* [Work to do] Reproduce word for word the passage of the PEP 587 announcement below between "RFC: PEP 587" and "for future changes.", inclusive.

RFC: PEP 587 "Python Initialization Configuration": 2nd version
Hi,
Thanks to Steve Dower's feedback, I enhanced and completed my PEP 587.
Main changes:
* It is now possible to read the configuration and then modify the
read configuration. For example, new directories can be added to
PyConfig.module_search_paths (see the example below and the example in
the PEP)
* PyConfig is now "dynamic" by default: strings are duplicated and
PyConfig_Clear() must be called to release memory
* PyConfig now only uses wchar_t* for strings (unicode): char* (bytes)
is no longer used. I had to hack CPython internals for that :-)
* I added a "_config_version" private field to PyPreConfig and
PyConfig to prepare the backward compatibility for future changes.
* I removed the Open Question section: all known issues have been fixed.
During the Language Summit, Brett Cannon said that Steve Dower
declined the offer to be the BDFL-delegate for this PEP. Thomas
Wouters proposed himself to be the new BDFL-delegate.
Example to read the configuration, append a directory to sys.path
(module_search_paths) and then initialize Python with this
configuration:
void init_python(void)
{
PyInitError err;
PyConfig config = PyConfig_INIT;
err = PyConfig_Read(&config);
if (_Py_INIT_FAILED(err)) {
goto fail;
}
err = PyWideStringList_Append(&config.module_search_paths,
L"/path/to/more/modules");
if (_Py_INIT_FAILED(err)) {
goto fail;
}
err = Py_InitializeFromConfig(&config);
if (_Py_INIT_FAILED(err)) {
goto fail;
}
PyConfig_Clear(&config);
return;
fail:
PyConfig_Clear(&config);
Py_ExitInitError(err);
}
The HTML version will be online shortly:
https://www.python.org/dev/peps/pep-0587/
Full text below.

* [Record excerpts]
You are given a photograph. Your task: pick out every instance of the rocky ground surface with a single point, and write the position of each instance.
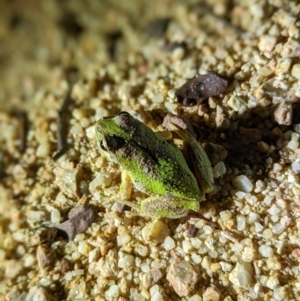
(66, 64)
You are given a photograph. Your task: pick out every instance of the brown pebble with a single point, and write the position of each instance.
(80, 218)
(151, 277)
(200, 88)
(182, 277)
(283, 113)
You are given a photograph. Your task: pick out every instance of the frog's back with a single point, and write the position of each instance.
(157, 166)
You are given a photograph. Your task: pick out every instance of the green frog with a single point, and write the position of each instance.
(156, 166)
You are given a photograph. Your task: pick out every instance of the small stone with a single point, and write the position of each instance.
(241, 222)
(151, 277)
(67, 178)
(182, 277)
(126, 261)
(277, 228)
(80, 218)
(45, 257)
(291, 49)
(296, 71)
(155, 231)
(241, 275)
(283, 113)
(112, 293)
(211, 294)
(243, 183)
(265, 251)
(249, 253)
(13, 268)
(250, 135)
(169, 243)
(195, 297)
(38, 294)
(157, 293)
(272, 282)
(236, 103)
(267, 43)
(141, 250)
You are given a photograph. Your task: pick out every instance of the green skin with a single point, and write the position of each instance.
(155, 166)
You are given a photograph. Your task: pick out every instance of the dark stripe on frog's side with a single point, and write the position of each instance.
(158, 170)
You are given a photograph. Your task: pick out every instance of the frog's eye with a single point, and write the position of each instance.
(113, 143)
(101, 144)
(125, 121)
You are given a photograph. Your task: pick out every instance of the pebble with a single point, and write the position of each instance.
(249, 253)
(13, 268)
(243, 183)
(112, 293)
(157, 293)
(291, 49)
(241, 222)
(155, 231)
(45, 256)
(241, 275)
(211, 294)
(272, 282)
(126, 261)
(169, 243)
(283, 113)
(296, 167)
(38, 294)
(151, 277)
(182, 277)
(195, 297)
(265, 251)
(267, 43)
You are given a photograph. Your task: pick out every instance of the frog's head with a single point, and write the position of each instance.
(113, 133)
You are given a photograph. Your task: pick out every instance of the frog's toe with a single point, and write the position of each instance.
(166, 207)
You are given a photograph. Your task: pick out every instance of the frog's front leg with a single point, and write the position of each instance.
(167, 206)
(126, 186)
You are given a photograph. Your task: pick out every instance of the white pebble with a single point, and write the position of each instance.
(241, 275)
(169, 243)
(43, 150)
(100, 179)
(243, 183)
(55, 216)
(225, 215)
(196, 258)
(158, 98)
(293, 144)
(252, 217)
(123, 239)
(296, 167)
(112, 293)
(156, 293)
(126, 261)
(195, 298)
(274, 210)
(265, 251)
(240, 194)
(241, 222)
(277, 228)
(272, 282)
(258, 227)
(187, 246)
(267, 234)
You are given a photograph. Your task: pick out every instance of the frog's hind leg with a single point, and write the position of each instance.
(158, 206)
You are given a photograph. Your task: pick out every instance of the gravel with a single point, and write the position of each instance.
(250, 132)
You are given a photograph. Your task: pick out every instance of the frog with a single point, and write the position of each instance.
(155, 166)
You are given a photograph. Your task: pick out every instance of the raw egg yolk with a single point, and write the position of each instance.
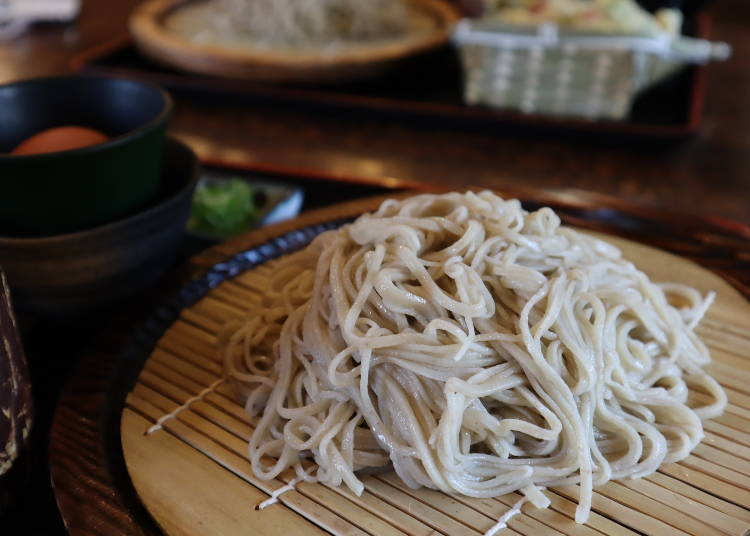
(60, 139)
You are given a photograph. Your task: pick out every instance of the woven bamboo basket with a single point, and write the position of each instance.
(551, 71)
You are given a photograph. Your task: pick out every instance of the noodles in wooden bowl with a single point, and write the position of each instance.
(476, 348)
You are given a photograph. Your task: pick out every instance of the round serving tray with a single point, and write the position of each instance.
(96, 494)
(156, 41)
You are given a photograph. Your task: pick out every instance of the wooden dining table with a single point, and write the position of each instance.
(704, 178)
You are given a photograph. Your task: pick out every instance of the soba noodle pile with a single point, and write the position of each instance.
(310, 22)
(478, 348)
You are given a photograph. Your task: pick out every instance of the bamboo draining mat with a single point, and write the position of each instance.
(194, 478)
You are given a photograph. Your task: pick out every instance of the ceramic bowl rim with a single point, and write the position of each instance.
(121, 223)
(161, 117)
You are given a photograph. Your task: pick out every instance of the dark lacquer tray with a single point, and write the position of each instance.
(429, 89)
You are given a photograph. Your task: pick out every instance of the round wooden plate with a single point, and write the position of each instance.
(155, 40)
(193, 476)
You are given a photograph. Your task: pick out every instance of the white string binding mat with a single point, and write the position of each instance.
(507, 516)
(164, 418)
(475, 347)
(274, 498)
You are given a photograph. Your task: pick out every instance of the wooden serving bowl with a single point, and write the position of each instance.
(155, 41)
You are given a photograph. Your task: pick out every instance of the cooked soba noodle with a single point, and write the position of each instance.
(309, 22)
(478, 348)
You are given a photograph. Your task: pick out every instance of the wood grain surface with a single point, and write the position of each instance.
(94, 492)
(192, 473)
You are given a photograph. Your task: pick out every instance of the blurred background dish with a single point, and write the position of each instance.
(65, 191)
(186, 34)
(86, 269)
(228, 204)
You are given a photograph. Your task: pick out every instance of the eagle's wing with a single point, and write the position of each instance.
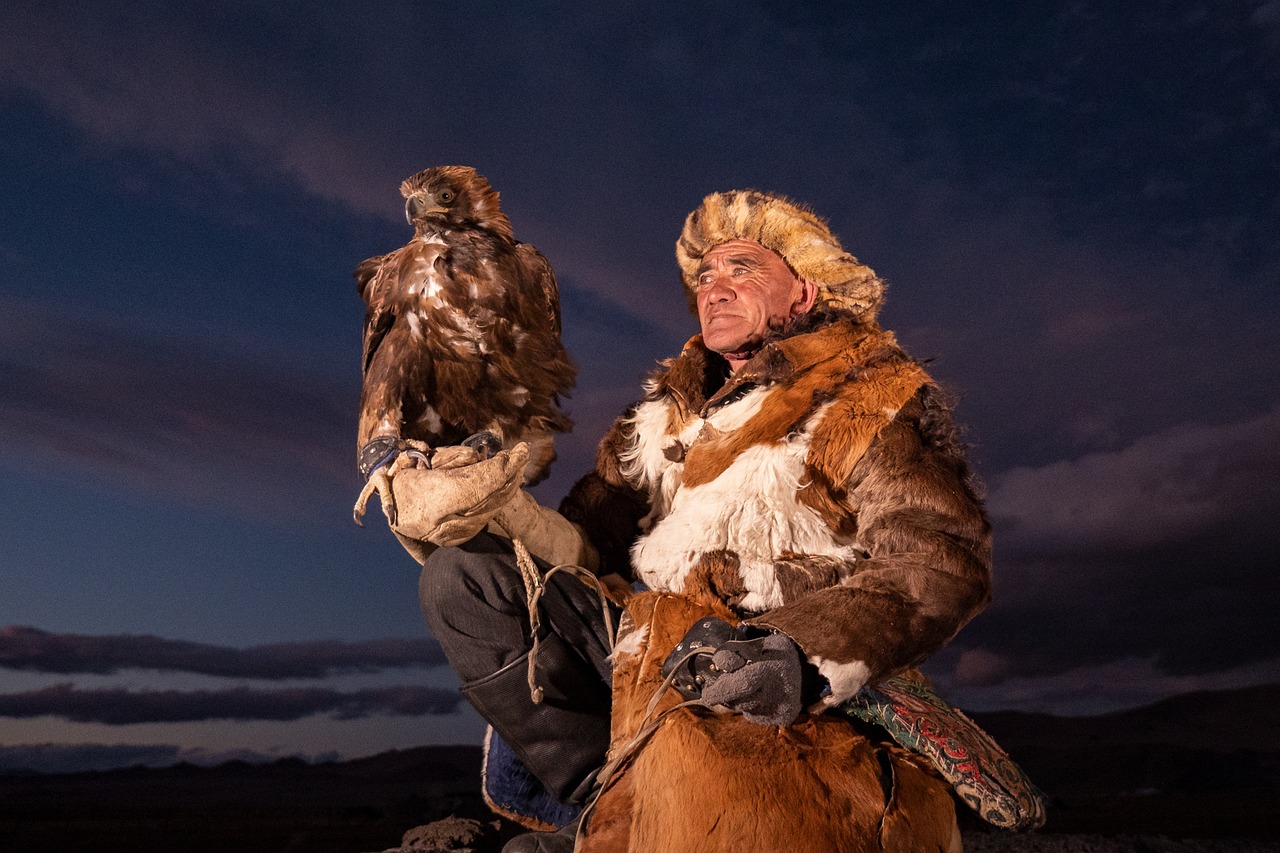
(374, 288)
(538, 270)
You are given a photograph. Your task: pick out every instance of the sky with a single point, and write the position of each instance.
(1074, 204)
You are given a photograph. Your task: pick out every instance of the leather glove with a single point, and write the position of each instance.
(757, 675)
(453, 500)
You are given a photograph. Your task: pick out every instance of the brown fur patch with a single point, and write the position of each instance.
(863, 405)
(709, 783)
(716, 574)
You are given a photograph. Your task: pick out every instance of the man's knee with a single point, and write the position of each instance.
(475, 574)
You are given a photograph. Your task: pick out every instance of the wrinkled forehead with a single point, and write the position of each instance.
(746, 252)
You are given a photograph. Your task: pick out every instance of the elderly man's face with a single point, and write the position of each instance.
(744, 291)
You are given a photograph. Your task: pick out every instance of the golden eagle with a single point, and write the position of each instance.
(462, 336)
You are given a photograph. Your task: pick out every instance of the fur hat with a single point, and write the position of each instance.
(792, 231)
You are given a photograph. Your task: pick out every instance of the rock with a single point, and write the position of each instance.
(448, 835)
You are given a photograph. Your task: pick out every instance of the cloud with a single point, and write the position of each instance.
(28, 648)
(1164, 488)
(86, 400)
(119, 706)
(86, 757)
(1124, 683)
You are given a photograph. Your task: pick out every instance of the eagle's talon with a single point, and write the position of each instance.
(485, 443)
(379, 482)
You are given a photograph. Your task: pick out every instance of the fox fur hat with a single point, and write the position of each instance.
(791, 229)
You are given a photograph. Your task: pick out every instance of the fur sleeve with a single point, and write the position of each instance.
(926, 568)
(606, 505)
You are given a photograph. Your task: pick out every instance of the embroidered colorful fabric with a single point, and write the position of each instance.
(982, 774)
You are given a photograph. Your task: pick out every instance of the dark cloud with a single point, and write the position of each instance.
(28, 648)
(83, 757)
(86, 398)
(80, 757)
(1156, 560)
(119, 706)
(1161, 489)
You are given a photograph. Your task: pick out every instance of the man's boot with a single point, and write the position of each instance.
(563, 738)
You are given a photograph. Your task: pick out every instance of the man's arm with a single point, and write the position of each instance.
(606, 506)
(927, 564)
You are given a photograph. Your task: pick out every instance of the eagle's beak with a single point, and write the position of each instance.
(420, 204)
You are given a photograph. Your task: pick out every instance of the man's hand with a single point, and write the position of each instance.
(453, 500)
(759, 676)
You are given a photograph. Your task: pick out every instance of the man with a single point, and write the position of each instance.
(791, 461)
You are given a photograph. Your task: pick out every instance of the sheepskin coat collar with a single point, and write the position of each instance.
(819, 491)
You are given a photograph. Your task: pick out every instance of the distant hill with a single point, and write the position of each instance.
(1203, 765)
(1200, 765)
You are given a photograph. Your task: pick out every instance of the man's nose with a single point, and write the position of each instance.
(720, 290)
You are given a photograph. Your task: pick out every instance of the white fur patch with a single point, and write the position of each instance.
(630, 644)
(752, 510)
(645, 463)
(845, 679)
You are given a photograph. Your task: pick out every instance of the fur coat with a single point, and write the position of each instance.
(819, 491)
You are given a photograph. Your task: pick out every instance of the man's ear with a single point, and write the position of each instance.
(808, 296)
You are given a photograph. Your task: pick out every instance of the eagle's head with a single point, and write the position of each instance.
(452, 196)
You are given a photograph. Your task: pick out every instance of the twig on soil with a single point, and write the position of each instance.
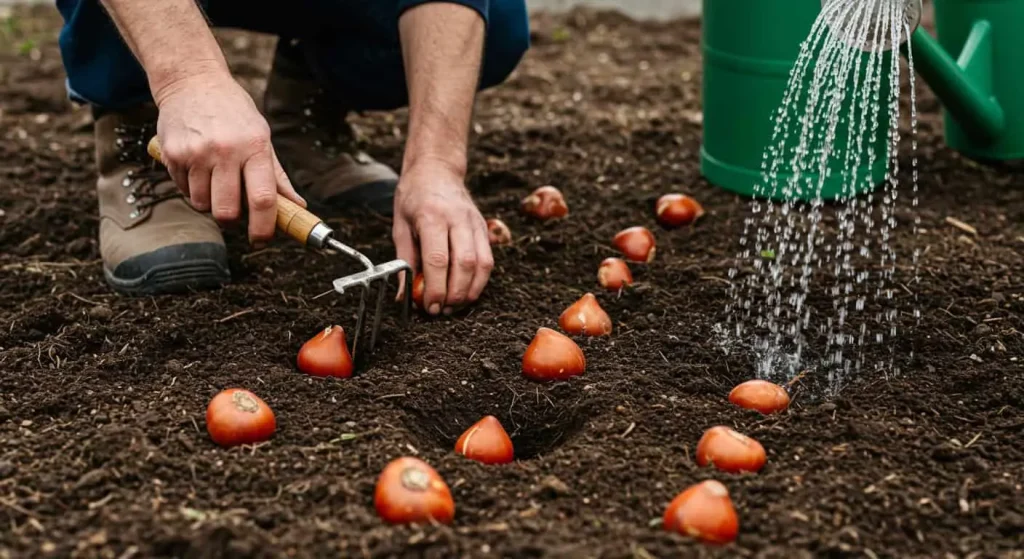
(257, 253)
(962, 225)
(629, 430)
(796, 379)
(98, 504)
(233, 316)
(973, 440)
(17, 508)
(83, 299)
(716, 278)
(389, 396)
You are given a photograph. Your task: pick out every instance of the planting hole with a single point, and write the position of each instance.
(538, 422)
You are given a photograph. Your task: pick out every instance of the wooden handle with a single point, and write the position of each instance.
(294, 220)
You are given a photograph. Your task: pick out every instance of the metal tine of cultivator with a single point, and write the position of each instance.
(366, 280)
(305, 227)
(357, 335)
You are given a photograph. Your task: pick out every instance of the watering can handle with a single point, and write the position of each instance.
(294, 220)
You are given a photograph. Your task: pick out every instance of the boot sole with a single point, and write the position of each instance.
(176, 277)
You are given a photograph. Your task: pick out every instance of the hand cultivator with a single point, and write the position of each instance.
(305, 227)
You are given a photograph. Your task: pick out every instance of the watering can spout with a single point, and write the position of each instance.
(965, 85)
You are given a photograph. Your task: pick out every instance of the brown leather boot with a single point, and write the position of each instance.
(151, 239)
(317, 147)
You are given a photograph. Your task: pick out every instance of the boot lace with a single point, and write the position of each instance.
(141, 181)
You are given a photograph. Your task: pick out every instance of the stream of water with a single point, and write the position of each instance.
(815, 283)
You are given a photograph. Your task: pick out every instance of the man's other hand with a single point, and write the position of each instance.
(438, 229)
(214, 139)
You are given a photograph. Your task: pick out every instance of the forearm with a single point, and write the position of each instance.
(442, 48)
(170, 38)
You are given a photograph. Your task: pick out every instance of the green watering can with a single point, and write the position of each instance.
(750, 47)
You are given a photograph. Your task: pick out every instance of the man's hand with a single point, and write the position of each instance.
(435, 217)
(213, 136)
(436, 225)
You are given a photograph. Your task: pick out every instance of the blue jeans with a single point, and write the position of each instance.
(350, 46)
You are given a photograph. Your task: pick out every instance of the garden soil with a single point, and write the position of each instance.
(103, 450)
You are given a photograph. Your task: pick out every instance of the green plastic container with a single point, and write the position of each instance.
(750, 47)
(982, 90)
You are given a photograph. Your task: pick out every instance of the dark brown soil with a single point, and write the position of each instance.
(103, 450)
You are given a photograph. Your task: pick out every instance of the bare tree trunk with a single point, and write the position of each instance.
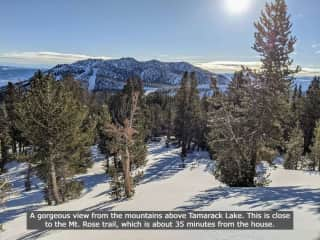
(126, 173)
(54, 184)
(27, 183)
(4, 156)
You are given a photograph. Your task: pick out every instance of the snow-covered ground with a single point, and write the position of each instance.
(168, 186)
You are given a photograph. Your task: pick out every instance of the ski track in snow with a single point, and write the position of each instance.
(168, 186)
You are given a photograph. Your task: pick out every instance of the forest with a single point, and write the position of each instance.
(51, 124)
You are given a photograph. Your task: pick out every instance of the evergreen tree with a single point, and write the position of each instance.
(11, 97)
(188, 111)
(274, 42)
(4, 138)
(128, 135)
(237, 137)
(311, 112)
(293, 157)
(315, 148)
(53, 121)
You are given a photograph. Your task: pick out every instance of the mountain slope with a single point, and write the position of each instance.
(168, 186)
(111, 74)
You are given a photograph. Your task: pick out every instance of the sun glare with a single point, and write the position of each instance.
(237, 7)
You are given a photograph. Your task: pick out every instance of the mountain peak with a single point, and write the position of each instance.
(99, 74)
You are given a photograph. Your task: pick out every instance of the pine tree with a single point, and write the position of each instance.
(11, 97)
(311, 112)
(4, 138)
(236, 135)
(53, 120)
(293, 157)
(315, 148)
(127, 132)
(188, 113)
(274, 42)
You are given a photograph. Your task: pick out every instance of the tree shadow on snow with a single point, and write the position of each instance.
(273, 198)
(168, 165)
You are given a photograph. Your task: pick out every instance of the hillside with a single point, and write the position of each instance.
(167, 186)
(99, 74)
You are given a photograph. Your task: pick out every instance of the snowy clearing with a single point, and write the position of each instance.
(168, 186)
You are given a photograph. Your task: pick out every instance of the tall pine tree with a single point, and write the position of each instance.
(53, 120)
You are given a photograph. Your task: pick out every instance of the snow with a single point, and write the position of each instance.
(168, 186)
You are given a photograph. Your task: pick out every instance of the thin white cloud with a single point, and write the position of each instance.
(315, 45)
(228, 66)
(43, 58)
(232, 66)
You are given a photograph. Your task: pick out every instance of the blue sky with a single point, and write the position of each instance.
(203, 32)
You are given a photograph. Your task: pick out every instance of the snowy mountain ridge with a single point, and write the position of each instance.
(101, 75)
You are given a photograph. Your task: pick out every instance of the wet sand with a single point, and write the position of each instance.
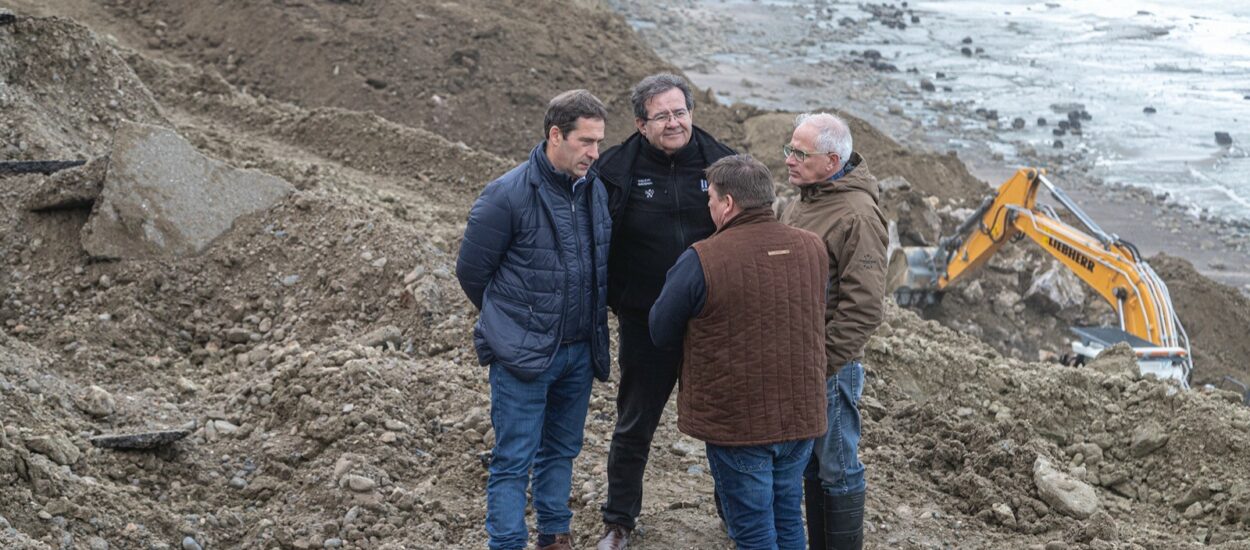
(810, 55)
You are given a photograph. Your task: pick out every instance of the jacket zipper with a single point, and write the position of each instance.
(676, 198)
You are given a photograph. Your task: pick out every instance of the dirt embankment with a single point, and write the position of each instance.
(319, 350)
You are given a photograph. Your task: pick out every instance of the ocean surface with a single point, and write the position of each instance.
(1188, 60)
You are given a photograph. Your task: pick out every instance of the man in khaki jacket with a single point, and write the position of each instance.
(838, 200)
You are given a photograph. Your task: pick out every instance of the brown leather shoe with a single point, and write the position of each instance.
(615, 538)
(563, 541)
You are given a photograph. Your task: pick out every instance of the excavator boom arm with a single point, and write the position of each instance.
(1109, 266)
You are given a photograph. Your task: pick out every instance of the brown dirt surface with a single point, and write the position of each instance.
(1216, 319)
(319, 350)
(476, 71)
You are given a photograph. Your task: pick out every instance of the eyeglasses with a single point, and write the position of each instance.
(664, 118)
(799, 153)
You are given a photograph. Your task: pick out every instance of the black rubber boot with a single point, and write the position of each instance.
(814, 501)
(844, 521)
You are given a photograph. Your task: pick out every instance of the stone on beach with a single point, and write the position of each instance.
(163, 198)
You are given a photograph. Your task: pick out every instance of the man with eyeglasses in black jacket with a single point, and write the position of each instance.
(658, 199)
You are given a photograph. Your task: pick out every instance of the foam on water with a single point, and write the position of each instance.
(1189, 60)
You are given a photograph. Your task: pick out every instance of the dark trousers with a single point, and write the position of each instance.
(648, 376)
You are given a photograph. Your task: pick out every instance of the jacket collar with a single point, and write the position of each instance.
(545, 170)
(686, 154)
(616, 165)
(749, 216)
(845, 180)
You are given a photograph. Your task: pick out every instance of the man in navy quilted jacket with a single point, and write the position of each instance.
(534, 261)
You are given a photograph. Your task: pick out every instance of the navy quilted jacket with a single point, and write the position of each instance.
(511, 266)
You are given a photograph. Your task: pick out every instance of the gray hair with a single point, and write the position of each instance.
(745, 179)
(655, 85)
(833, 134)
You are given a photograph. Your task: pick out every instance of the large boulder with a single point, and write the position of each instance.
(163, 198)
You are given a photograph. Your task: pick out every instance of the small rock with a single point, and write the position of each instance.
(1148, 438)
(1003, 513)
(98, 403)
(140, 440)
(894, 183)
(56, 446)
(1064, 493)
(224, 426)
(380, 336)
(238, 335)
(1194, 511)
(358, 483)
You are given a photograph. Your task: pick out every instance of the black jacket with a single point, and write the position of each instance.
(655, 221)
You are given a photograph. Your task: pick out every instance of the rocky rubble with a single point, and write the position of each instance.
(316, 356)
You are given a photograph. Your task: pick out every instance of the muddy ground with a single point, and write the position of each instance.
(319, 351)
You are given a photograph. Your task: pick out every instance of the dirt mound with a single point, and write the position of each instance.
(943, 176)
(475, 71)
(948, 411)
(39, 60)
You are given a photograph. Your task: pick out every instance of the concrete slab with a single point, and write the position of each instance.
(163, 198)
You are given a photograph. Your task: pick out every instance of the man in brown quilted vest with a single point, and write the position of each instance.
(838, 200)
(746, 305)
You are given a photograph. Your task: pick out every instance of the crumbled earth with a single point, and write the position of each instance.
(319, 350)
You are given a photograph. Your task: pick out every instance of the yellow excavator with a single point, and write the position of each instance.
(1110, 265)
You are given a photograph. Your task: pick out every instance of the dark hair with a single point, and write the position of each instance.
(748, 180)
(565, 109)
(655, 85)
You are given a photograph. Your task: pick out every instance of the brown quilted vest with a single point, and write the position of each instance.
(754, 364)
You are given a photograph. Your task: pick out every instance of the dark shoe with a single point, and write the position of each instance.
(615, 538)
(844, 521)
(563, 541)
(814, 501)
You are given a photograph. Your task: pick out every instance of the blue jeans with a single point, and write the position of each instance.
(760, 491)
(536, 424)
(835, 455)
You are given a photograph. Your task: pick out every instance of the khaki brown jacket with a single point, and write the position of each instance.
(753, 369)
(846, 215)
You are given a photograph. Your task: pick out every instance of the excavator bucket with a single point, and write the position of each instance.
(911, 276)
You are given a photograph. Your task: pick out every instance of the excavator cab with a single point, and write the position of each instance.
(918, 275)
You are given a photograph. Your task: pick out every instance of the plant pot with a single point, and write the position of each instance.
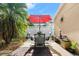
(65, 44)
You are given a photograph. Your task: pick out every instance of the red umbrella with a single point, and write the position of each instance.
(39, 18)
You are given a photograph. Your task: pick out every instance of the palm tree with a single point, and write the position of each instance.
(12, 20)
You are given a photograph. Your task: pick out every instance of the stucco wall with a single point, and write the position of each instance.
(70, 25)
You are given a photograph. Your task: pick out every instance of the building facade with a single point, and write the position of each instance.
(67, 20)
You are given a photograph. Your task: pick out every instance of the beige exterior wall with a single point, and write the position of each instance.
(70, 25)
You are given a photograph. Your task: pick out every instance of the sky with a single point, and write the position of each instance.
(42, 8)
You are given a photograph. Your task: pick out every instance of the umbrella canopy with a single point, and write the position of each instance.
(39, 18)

* [Finished task]
RFC: PEP 587 "Python Initialization Configuration": 2nd version
Hi,
Thanks to Steve Dower's feedback, I enhanced and completed my PEP 587.
Main changes:
* It is now possible to read the configuration and then modify the
read configuration. For example, new directories can be added to
PyConfig.module_search_paths (see the example below and the example in
the PEP)
* PyConfig is now "dynamic" by default: strings are duplicated and
PyConfig_Clear() must be called to release memory
* PyConfig now only uses wchar_t* for strings (unicode): char* (bytes)
is no longer used. I had to hack CPython internals for that :-)
* I added a "_config_version" private field to PyPreConfig and
PyConfig to prepare the backward compatibility for future changes.